▶ _Consigne A_
Recopiez à l'identique, dans les enregistrements, le passage allant de la ligne qui contient "Each <instance> block supplies" jusqu'à la ligne qui contient "box: [157, 558, 504, 684]", ces deux lignes comprises.
▶ _Consigne B_
Rédigez la suite du compte rendu consacré à l'essai sur la désobéissance, à partir de sa dernière phrase.

▶ _Extrait cité_
-=-=-
Magali
DESOBEIR (Frédéric Gros, 2017)

Superbe lecture, autant pour le style, l’engagement que la réflexion sur soi dont on ne peut faire l’économie ! Pour celles et ceux qui s’interrogent volontiers sur les rapports de force dans les relations (personnelles ou institutionnelles), qui ne sont pas toujours d’accord, mais se demandent dans quelle mesure il est juste ou égoïste de désobéir, ou qui s’interrogent sur leur propre courage ou capacité à avoir un impact et partant sur l’utilité de la contestation, ce livre est une sérieuse aide pour penser et une franche invitation à agir.
F. Gros pose avant tout la question de l’obéissance « Pourquoi ne se révolte-t-on pas plus dans ce monde où les raisons ne manquent pourtant pas ? » (injustices sociales, dégradation de l’environnement…) puis explore les postures de désobéissance.
Pourquoi désobéir ? Il suffit d’ouvrir les yeux. La désobéissance est même à ce point justifiée, normale, que ce qui choque, c’est l’absence de réaction, la passivité. (p17)
Ce livre aide à « comprendre à quel point désobéir peut être une victoire sur soi, une victoire contre le conformisme généralisé ».
A l’heure où les décisions des « experts » s’enorgueillissent d’être le résultat de statistiques anonymes et glacées, désobéir, c’est une déclaration d’humanité. (p19)
Dans le cadre de l’Oasis Tactile, ce qui m’a amené à lire ce livre, c’est que l’auteur redéfinit l’ensemble des postures d'opposition, de son absence (la soumission) à la dissidence, en passant par le consentement. Dans un prochain article, je discuterai sa définition, traditionnelle et historique, pour la mettre en regard du courant dont je me réclame, celui de Betty Martin, créatrice de la Roue du Consentement.
Petit sommaire
Cet article est assez long, voici le sommaire pour y naviguer plus facilement :
Infographie de synthèse
Cette infographie reprend les principaux concepts abordés. Synthèse utile et qui vous donnera peut-être envie d'approfondir avec cet article ou le livre directement ;-)

Renversement des monstruosités
Désobéir, c’est manifester une part en soi d’animalité rude et stupide. (p30)
L’auteur démarre en rappelant combien l’acte de désobéir est mal vu. « La désobéissance divise. » C’est parce qu’il est trop lourd de vivre séparés, seuls, que les hommes préfèrent obéir à un autre, se rassemblant ainsi en groupe rassurant. La liberté n’est pas tant désirée que la sécurité.
La nature de l’homme serait aussi sauvage, brutale et aurait besoin d’être canalisée, domestiquée. Il faut apprendre à obéir car « Si c’est l’animalité en nous qui nous fait désobéir, alors obéir, c’est affirmer notre humanité. » (p31) C’est le rôle de l’école. Quel est le risque toutefois de voir cette éducation faire germer en nous la « résignation politique », l’acceptation de loi avec lesquelles nous ne serions pas d’accord ?
-=-=-
▶ _Enregistrements fournis_
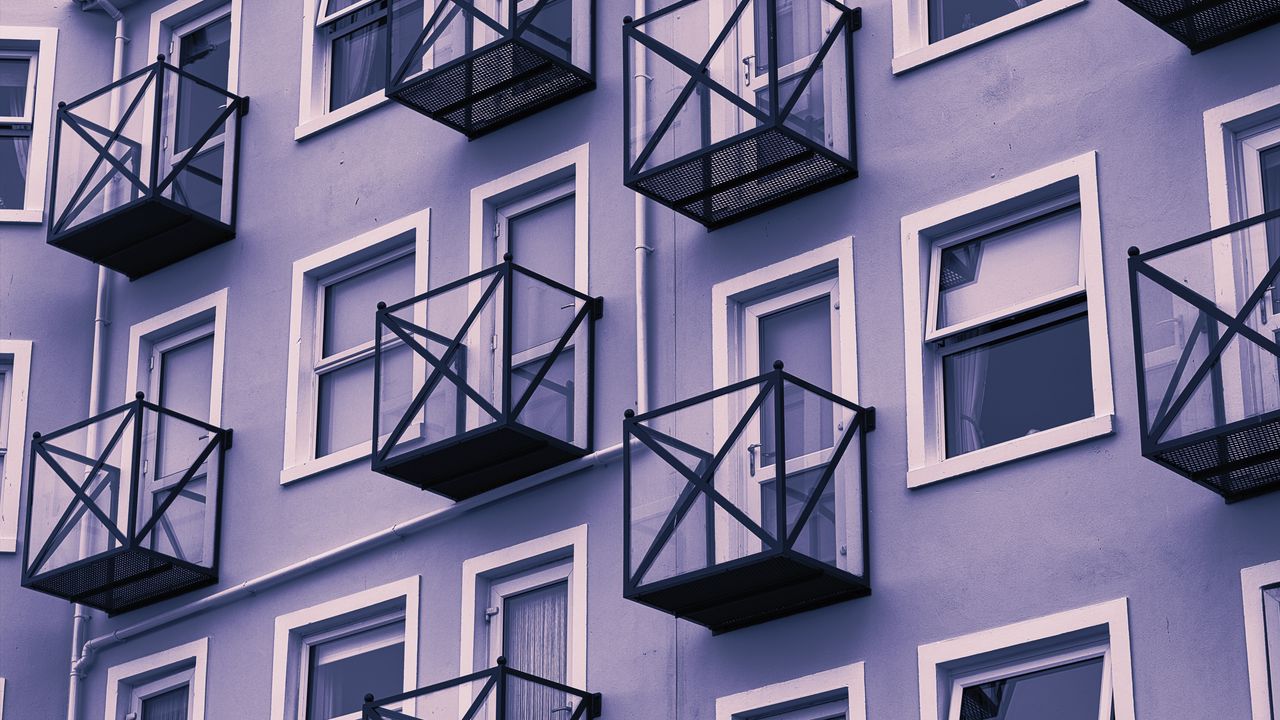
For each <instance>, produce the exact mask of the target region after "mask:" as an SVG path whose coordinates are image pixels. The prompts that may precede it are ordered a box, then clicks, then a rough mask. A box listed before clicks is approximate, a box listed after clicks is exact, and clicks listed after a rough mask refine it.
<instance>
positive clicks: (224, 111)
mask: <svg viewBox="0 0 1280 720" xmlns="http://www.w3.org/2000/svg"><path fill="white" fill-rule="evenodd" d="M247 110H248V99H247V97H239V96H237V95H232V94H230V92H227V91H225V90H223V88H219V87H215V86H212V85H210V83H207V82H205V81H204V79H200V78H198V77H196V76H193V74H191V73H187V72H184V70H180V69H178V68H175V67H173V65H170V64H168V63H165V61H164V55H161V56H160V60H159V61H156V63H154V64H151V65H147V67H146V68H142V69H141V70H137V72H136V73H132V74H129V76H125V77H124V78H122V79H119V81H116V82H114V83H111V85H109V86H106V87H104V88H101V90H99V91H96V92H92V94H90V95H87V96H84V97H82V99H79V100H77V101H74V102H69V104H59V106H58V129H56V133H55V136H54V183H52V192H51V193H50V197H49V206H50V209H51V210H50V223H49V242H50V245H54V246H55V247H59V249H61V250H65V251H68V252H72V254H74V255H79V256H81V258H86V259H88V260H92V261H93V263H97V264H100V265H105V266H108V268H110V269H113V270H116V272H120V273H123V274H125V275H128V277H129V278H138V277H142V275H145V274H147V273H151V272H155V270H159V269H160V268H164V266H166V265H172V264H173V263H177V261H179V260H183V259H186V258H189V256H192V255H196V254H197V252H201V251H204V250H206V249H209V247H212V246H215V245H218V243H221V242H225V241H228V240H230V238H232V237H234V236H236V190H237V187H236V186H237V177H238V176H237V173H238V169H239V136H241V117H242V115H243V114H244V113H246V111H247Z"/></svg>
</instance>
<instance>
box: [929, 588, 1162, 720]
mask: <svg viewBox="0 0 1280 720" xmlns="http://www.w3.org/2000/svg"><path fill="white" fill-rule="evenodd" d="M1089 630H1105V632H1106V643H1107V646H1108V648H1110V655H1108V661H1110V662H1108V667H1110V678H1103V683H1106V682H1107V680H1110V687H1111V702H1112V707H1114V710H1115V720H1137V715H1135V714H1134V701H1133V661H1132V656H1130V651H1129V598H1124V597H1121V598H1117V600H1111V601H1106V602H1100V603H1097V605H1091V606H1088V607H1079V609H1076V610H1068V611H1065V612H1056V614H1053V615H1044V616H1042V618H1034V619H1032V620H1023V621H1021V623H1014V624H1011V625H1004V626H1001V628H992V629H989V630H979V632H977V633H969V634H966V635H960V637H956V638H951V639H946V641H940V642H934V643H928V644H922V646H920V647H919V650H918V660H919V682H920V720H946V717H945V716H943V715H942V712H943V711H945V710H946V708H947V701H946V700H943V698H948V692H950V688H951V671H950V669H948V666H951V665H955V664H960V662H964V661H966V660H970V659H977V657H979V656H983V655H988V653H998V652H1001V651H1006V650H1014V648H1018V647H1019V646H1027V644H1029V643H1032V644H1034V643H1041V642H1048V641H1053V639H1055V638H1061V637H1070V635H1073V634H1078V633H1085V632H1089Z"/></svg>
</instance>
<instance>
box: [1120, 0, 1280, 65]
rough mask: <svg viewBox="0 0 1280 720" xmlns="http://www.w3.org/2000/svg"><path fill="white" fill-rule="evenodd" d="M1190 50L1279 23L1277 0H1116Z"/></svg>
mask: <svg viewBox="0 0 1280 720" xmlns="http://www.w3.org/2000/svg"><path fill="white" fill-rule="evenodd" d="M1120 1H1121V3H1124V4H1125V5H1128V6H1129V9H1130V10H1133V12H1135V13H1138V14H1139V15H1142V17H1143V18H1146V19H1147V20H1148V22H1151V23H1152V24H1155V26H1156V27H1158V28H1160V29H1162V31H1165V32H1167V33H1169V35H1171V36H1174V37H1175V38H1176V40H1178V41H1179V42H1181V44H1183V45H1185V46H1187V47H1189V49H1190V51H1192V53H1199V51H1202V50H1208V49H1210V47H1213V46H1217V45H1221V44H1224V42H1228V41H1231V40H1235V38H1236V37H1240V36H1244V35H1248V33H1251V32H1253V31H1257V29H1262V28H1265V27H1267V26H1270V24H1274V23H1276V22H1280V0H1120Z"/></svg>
-=-=-
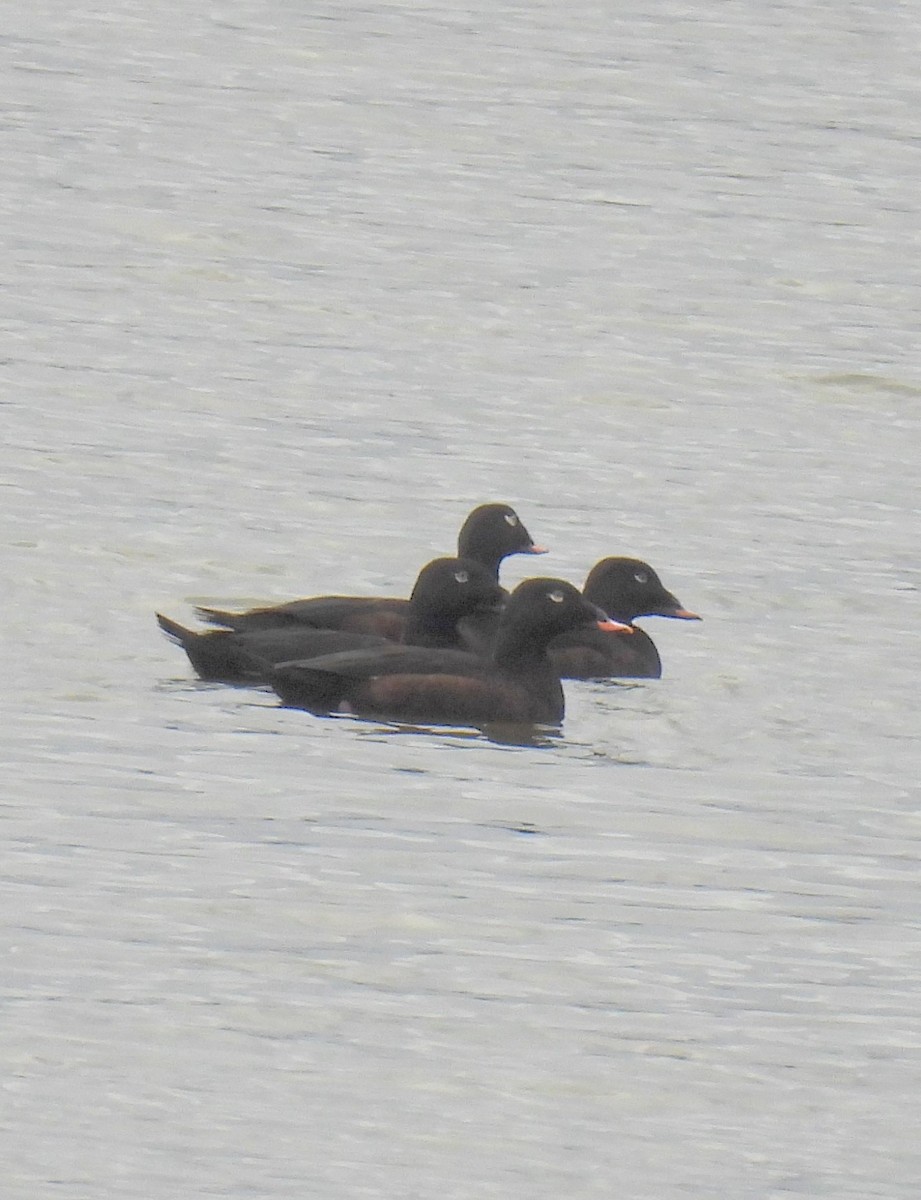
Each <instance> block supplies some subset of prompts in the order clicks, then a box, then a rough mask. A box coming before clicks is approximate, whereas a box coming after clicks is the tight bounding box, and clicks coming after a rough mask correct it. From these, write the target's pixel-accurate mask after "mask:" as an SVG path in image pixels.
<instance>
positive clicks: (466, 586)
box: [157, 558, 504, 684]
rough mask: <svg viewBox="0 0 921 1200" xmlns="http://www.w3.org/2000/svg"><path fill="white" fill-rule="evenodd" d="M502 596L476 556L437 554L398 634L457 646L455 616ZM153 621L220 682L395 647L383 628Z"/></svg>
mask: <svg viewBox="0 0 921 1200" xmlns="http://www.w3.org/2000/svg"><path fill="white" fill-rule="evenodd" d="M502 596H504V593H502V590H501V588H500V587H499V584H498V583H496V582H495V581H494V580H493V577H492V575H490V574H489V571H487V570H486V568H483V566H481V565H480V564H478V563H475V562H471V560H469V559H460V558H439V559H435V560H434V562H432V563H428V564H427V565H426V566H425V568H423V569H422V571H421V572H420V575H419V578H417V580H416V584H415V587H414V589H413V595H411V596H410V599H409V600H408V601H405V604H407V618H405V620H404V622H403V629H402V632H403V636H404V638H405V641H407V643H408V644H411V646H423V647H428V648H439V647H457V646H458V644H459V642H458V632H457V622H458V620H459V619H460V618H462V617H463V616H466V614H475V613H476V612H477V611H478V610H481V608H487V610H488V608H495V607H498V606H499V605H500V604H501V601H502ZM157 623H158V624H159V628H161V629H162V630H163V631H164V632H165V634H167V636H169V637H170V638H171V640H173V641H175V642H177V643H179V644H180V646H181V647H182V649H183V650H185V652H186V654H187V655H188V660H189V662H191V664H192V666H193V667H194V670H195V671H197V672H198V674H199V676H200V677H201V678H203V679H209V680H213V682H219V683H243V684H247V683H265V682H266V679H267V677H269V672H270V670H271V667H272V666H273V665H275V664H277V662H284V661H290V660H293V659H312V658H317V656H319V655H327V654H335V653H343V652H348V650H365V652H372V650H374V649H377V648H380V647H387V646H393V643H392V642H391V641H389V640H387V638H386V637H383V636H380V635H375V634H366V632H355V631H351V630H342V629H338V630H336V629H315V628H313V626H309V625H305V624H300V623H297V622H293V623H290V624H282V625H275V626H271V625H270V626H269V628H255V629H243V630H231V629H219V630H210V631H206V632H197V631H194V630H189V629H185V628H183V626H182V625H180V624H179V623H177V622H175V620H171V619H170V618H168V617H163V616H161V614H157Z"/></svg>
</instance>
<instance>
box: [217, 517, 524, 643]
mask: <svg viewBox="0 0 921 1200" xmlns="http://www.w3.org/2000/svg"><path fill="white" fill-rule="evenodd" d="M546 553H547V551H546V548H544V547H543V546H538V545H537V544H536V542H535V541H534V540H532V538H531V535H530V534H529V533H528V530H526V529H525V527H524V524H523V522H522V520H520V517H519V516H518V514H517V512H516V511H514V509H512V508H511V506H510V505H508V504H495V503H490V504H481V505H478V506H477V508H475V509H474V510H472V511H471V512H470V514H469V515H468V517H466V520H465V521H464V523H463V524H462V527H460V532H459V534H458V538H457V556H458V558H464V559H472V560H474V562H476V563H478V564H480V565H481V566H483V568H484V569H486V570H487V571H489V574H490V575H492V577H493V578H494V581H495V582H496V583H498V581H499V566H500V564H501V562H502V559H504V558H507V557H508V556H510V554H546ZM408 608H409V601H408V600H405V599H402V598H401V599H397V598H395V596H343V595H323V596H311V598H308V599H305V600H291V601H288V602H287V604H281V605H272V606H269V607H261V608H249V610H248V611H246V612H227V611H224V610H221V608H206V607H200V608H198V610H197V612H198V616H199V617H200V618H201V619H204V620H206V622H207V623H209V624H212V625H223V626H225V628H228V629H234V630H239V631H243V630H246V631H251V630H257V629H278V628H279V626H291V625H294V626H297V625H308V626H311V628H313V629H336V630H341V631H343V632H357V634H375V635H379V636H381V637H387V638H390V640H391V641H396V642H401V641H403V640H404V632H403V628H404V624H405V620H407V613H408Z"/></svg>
-=-=-
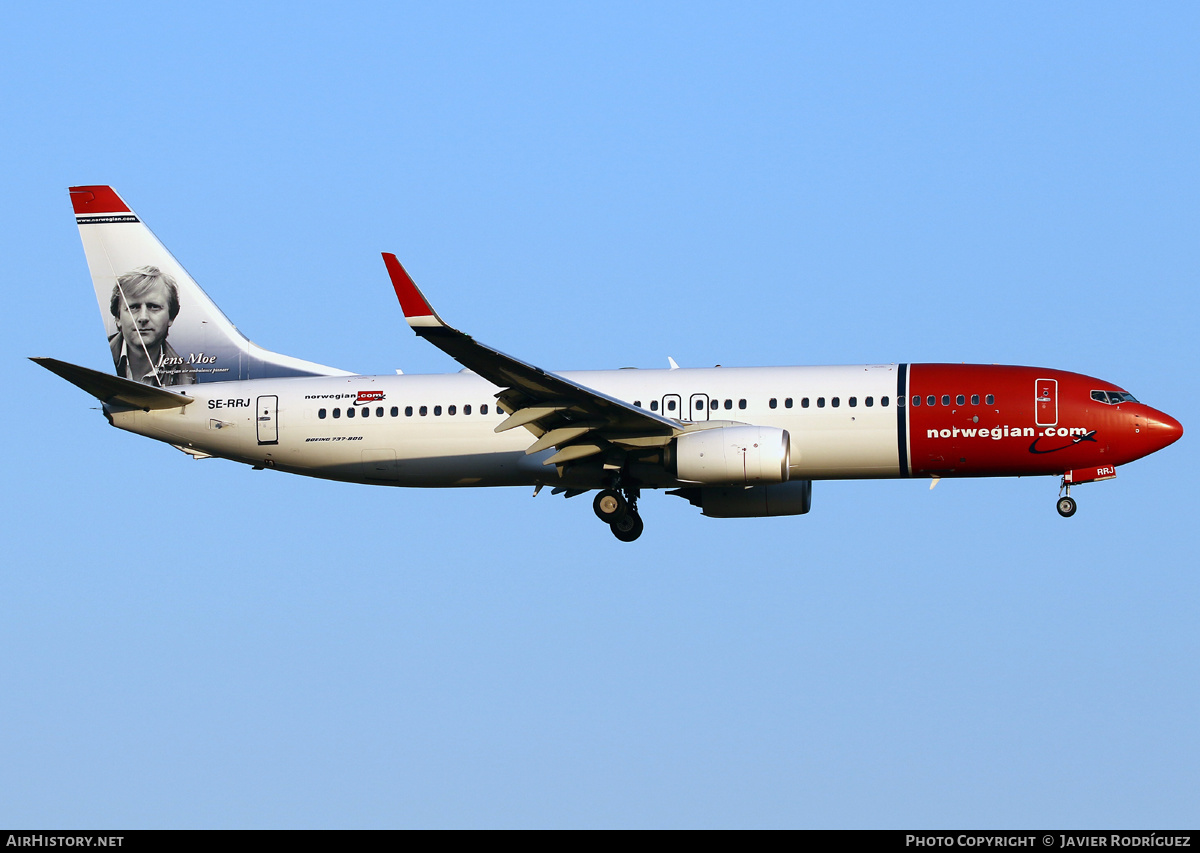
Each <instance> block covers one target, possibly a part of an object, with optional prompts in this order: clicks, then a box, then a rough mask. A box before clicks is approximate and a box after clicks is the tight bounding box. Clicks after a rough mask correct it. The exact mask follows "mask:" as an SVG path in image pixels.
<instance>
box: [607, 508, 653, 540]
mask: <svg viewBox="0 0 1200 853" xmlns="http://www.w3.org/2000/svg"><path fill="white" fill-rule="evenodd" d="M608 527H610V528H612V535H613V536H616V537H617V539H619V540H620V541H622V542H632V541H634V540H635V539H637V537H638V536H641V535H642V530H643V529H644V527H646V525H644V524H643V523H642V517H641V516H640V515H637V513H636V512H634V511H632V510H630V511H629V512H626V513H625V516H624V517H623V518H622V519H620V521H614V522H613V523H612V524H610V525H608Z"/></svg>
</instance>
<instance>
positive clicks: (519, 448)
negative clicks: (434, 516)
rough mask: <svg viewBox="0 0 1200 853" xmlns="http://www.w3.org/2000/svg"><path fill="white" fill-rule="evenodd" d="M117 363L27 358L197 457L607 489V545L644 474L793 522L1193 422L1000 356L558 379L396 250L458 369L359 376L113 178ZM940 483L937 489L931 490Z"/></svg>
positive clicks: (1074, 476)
-=-=-
▶ _Zone de réponse A_
Each <instance> block supplies some subset of prompts in the order clicks, then a box, then a rough mask. A box coming before clicks is approximate, whereas a box coming after clicks is the tight bounding box, and clicks coming after a rough mask correct it. From these, write the target's pixel-accurate mask after "mask:" as an SVG path in image pixels.
<instance>
positive clicks: (466, 586)
box: [157, 558, 504, 684]

▶ _Zone de réponse B_
Ainsi, au XXe siècle, pour la première fois, des hommes ont été condamnés pour avoir obéi. Des nazis ont été condamnés pour avoir été des « monstres d’obéissance ». Être résistant, désobéir est à cette époque une preuve d’humanité dans ce système d’obéissance automatique aux ordres monstrueux. Renversement des monstruosités.
La perspective de l’auteur pour mener son analyse n'est pas la psychologie individuelle ou le rôle du groupe, mais l’éthique individuelle : le rapport de soi à soi « depuis lequel on s’autorise à accomplir telle chose, à faire ceci plutôt que cela. » (p37)
Obéir, désobéir, c’est donner forme à sa liberté. (p40)
Découvrons ensemble les différentes postures...
Soumission
La soumission, c’est quand il est impossible de faire autrement. C’est une obéissance de pure contrainte, on est prisonnier d’un rapport de force. (p41)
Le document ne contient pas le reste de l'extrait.